INPUT ::
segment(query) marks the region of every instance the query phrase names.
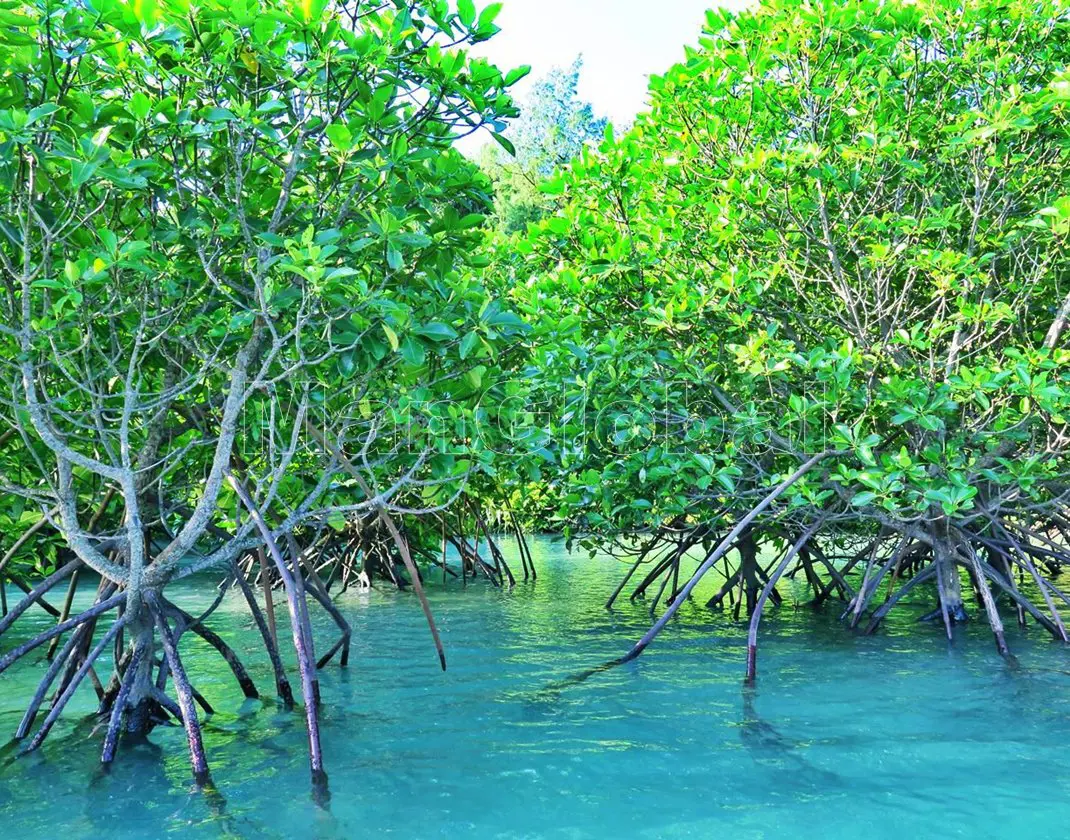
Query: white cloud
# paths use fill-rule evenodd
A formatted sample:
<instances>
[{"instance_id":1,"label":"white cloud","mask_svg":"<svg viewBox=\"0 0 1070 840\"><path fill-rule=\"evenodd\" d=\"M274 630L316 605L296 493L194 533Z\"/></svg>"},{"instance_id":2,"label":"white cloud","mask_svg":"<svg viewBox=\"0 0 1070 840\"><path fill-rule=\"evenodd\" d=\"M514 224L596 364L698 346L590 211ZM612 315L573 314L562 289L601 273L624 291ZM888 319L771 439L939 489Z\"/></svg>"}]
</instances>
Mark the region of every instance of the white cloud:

==

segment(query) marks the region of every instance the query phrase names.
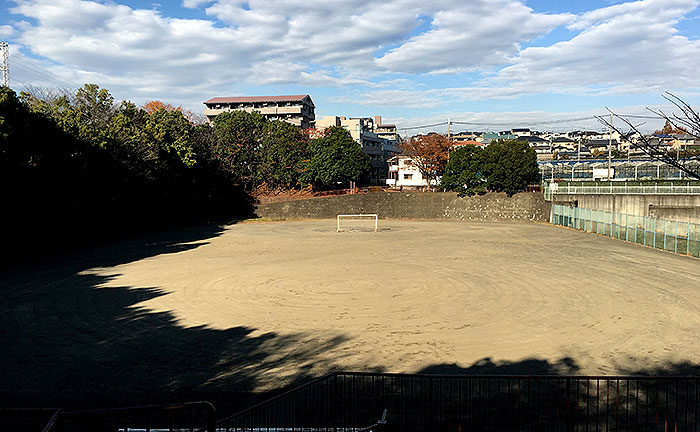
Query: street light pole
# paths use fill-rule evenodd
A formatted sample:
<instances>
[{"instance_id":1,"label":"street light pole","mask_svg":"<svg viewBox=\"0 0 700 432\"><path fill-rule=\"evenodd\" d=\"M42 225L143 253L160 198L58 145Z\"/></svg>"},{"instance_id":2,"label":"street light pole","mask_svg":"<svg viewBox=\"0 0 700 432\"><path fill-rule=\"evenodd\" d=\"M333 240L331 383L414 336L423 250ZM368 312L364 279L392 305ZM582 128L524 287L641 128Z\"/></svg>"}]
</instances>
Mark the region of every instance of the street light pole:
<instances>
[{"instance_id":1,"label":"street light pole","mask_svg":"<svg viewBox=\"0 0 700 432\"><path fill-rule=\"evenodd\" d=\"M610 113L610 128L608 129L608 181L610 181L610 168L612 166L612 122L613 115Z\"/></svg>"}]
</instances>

WHAT IS BEING ASKED ::
Copy out, word for word, the part of the entries above that begins at the line with "Query: white cloud" and ends at the line with "Mark the region of every instance of the white", including both.

RESPONSE ::
Query: white cloud
# paths use fill-rule evenodd
A formatted sample:
<instances>
[{"instance_id":1,"label":"white cloud","mask_svg":"<svg viewBox=\"0 0 1070 840\"><path fill-rule=\"evenodd\" d=\"M274 630L316 605L296 493L194 533Z\"/></svg>"},{"instance_id":2,"label":"white cloud","mask_svg":"<svg viewBox=\"0 0 1070 840\"><path fill-rule=\"evenodd\" d=\"M514 224L596 364L698 346L590 211ZM612 315L573 314L562 289L601 273L624 291ZM888 319L771 439L939 489Z\"/></svg>"}]
</instances>
Mark the region of every instance of the white cloud:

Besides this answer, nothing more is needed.